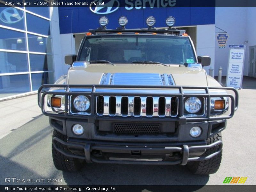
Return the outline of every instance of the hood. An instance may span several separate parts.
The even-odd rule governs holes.
[[[104,81],[109,78],[113,79],[111,84],[172,85],[172,82],[179,86],[208,85],[207,75],[203,69],[152,64],[92,64],[72,67],[68,74],[67,83],[108,84]]]

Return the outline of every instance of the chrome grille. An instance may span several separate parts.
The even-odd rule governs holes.
[[[176,97],[98,96],[99,116],[139,117],[176,117],[178,99]]]

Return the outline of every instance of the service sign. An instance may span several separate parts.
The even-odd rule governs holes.
[[[242,88],[245,45],[229,45],[229,55],[226,84]]]

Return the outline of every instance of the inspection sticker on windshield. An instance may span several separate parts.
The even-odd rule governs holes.
[[[194,62],[194,59],[187,59],[187,63],[191,63]]]

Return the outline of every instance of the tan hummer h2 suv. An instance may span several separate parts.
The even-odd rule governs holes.
[[[186,165],[209,174],[221,159],[220,132],[238,94],[207,75],[209,57],[197,57],[184,30],[101,27],[85,36],[77,56],[65,57],[67,76],[38,91],[53,128],[52,155],[60,170],[84,163]]]

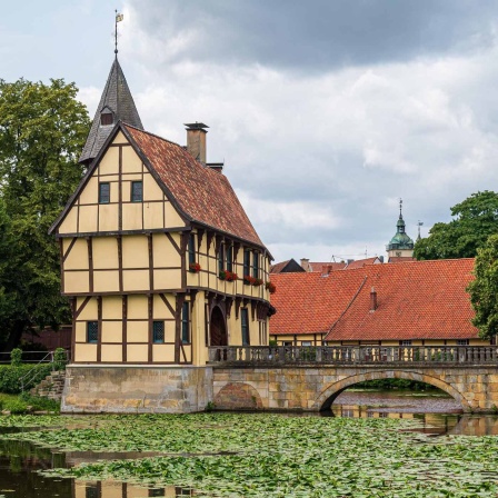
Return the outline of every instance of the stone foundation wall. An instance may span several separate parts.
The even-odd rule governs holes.
[[[442,389],[460,402],[464,411],[494,412],[498,407],[496,367],[446,365],[399,366],[399,370],[392,366],[216,367],[213,399],[220,409],[248,408],[246,405],[252,401],[253,409],[319,411],[330,408],[333,399],[355,384],[387,378],[418,380]]]
[[[210,367],[70,365],[61,412],[190,414],[212,400]]]

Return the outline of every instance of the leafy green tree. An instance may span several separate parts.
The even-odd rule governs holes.
[[[0,349],[70,319],[48,229],[82,176],[90,120],[74,83],[0,80]]]
[[[490,339],[498,333],[498,235],[489,237],[478,249],[474,275],[476,278],[467,288],[476,311],[472,323],[480,337]]]
[[[498,193],[472,193],[451,208],[449,223],[436,223],[415,245],[417,259],[474,258],[489,236],[498,233]]]

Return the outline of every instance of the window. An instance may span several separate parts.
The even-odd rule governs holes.
[[[242,346],[249,346],[251,339],[249,337],[249,312],[247,308],[240,310],[240,322],[242,325]]]
[[[108,205],[111,200],[111,185],[108,181],[99,183],[99,205]]]
[[[142,201],[142,182],[132,181],[131,182],[131,202]]]
[[[99,322],[87,321],[87,342],[99,341]]]
[[[218,252],[218,271],[222,270],[225,270],[225,246],[221,243]]]
[[[251,268],[251,251],[246,249],[243,251],[243,277],[250,275]]]
[[[181,309],[181,342],[183,345],[190,343],[190,303],[183,302]]]
[[[189,265],[192,265],[196,261],[196,235],[190,233],[189,236]]]
[[[102,112],[100,114],[100,124],[102,124],[102,127],[112,124],[113,119],[112,119],[112,113],[110,112]]]
[[[252,277],[259,277],[259,253],[252,252]]]
[[[155,321],[152,323],[152,341],[160,343],[165,342],[165,322]]]
[[[233,248],[231,246],[227,247],[227,270],[233,271]]]

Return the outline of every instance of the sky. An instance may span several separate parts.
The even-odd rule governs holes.
[[[0,78],[74,81],[93,117],[119,61],[146,130],[207,123],[276,261],[385,256],[498,189],[491,0],[0,0]]]

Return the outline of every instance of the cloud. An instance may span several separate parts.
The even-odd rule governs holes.
[[[129,0],[157,66],[190,60],[302,71],[479,50],[495,40],[486,0]]]
[[[210,126],[208,160],[226,160],[225,173],[277,260],[358,258],[366,250],[382,255],[396,231],[399,197],[407,232],[415,239],[418,220],[425,222],[424,236],[434,222],[448,220],[450,206],[478,190],[496,189],[498,48],[490,22],[476,28],[482,12],[468,11],[470,3],[402,2],[407,10],[401,12],[398,2],[389,2],[396,7],[382,21],[380,9],[379,22],[396,31],[395,21],[411,16],[409,39],[417,30],[442,30],[448,19],[455,27],[440,33],[439,44],[406,42],[399,57],[351,56],[348,64],[318,64],[320,70],[312,71],[306,70],[311,62],[299,58],[292,63],[300,69],[289,71],[283,56],[256,57],[265,50],[247,33],[246,17],[257,19],[259,1],[233,1],[226,11],[210,2],[206,19],[203,4],[195,1],[172,1],[168,14],[160,2],[145,3],[140,12],[135,1],[127,3],[121,47],[128,56],[121,63],[135,82],[131,90],[146,128],[185,143],[181,123]],[[355,3],[365,7],[366,17],[371,6],[385,4]],[[325,3],[312,4],[330,13]],[[275,9],[271,2],[265,16],[275,19]],[[345,7],[345,22],[351,16],[359,16],[358,7]],[[290,30],[298,17],[292,10]],[[188,29],[176,28],[187,18],[178,26]],[[227,28],[230,37],[240,31],[248,39],[236,37],[218,47],[219,40],[227,42],[220,19],[233,24]],[[330,22],[333,32],[339,21]],[[458,29],[460,41],[451,34]],[[295,44],[301,34],[298,30]],[[339,37],[328,36],[329,41]],[[268,37],[285,44],[278,27]],[[371,43],[381,47],[380,38]],[[225,57],[223,50],[237,57]],[[97,102],[96,94],[83,89],[81,98]]]

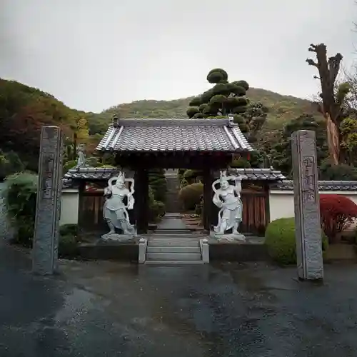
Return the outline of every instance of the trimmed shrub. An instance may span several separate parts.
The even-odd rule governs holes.
[[[322,233],[322,249],[326,251],[328,240]],[[266,230],[266,244],[271,258],[281,265],[296,263],[295,218],[284,218],[271,222]]]
[[[350,226],[357,217],[357,205],[341,195],[320,195],[321,226],[329,243],[338,241],[338,234]]]
[[[60,236],[59,258],[74,258],[79,254],[77,237],[71,234]]]
[[[160,201],[154,201],[149,207],[149,221],[156,222],[159,217],[165,215],[165,204]]]
[[[9,175],[22,172],[24,169],[24,164],[16,152],[3,153],[0,149],[0,181],[3,181]]]
[[[5,180],[3,195],[8,218],[15,229],[15,242],[32,246],[35,226],[37,176],[15,174]]]
[[[78,224],[62,224],[59,227],[60,236],[78,236]]]
[[[200,203],[201,196],[203,193],[203,184],[201,182],[192,183],[183,187],[178,193],[183,209],[192,211]]]
[[[79,253],[78,225],[63,224],[59,227],[59,257],[75,258]]]

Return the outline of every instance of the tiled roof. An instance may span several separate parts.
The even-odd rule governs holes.
[[[109,180],[118,171],[112,167],[81,167],[70,169],[64,180]]]
[[[253,149],[230,118],[135,119],[111,124],[96,150],[242,152]]]
[[[230,169],[229,174],[237,174],[243,180],[282,181],[286,177],[281,171],[273,169]]]
[[[357,181],[318,181],[318,191],[357,191]],[[292,191],[293,182],[292,180],[284,180],[278,183],[272,190]]]

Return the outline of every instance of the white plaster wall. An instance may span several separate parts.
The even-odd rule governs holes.
[[[59,224],[78,224],[79,194],[78,190],[67,188],[62,191]]]
[[[320,194],[346,196],[357,203],[357,191],[321,191]],[[293,217],[293,191],[271,191],[269,192],[269,211],[271,221],[278,218]]]

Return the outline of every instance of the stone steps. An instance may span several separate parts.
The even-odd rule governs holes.
[[[195,265],[203,264],[202,260],[197,261],[146,261],[145,264],[149,266],[183,266],[183,265]]]
[[[154,231],[155,235],[163,235],[165,234],[168,236],[187,236],[190,235],[194,230],[191,229],[156,229]]]
[[[195,253],[199,254],[201,257],[201,249],[197,245],[191,246],[148,246],[146,250],[146,254],[151,254],[151,253]]]
[[[199,237],[192,235],[154,233],[148,238],[145,263],[203,263]]]
[[[148,241],[148,248],[154,246],[172,246],[172,247],[195,247],[197,246],[197,240],[190,240],[190,239],[172,239],[171,241],[167,241],[166,239],[156,239],[155,241],[149,240]]]
[[[199,253],[148,253],[146,251],[146,261],[200,261],[202,260],[201,251]]]

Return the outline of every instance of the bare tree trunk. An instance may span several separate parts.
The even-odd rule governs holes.
[[[330,160],[334,165],[340,161],[340,135],[337,126],[332,121],[328,113],[326,113],[326,136]]]
[[[336,54],[332,57],[327,57],[327,48],[324,44],[314,45],[311,44],[308,49],[315,52],[317,62],[311,59],[306,59],[310,66],[314,66],[318,70],[321,85],[321,99],[320,111],[326,119],[326,136],[328,145],[328,154],[333,164],[337,165],[340,161],[340,128],[341,104],[335,98],[335,82],[340,70],[342,55]]]

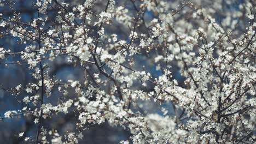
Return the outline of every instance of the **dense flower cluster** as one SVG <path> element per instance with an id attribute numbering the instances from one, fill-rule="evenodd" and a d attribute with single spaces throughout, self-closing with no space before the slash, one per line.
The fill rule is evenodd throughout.
<path id="1" fill-rule="evenodd" d="M 13 11 L 0 15 L 6 29 L 1 37 L 11 35 L 25 46 L 19 52 L 0 47 L 0 64 L 27 64 L 35 80 L 7 89 L 16 97 L 27 93 L 21 103 L 29 109 L 10 110 L 2 118 L 34 116 L 38 134 L 25 137 L 21 131 L 24 141 L 77 143 L 84 131 L 108 123 L 130 133 L 120 143 L 255 141 L 254 1 L 223 11 L 223 1 L 236 1 L 206 2 L 208 8 L 201 1 L 64 1 L 38 0 L 37 17 L 26 23 L 15 4 L 0 1 Z M 21 61 L 7 62 L 17 55 Z M 82 68 L 84 78 L 51 75 L 58 62 Z M 177 70 L 184 81 L 176 80 Z M 45 102 L 55 89 L 61 98 Z M 157 105 L 160 112 L 143 111 L 146 104 Z M 77 131 L 61 135 L 44 127 L 53 116 L 70 113 L 75 113 Z"/>

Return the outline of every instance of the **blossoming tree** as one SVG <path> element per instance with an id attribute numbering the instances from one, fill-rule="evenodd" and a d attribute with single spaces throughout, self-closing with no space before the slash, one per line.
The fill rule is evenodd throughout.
◇ ◇ ◇ ◇
#### Required task:
Copy the lines from the one containing "Return the outline of every instance of the trimmed" through the one containing "[[[79,253],[78,225],[63,224],[59,227],[59,257],[75,258]]]", switching "shrub" to "hedge" and leaving everything else unchanged.

#### Exercise result:
Return the outline of every instance of the trimmed hedge. An instance may span several separate parts.
The even-odd rule governs holes.
[[[322,233],[322,249],[326,251],[328,240]],[[266,230],[266,244],[271,258],[281,265],[296,263],[295,218],[284,218],[271,222]]]
[[[350,226],[357,217],[357,205],[341,195],[320,195],[321,226],[329,243],[338,241],[338,234]]]
[[[60,236],[59,258],[74,258],[79,254],[77,237],[71,234]]]
[[[160,201],[154,201],[149,207],[149,221],[156,222],[159,217],[165,215],[165,204]]]
[[[9,175],[22,172],[24,169],[24,164],[16,152],[3,153],[0,149],[0,181],[3,181]]]
[[[5,180],[3,195],[8,218],[15,229],[15,242],[32,246],[35,226],[37,176],[15,174]]]
[[[78,224],[62,224],[59,227],[60,236],[78,236]]]
[[[200,203],[201,196],[203,193],[203,184],[201,182],[192,183],[183,187],[178,193],[183,209],[192,211]]]
[[[79,253],[78,225],[63,224],[59,227],[59,257],[75,258]]]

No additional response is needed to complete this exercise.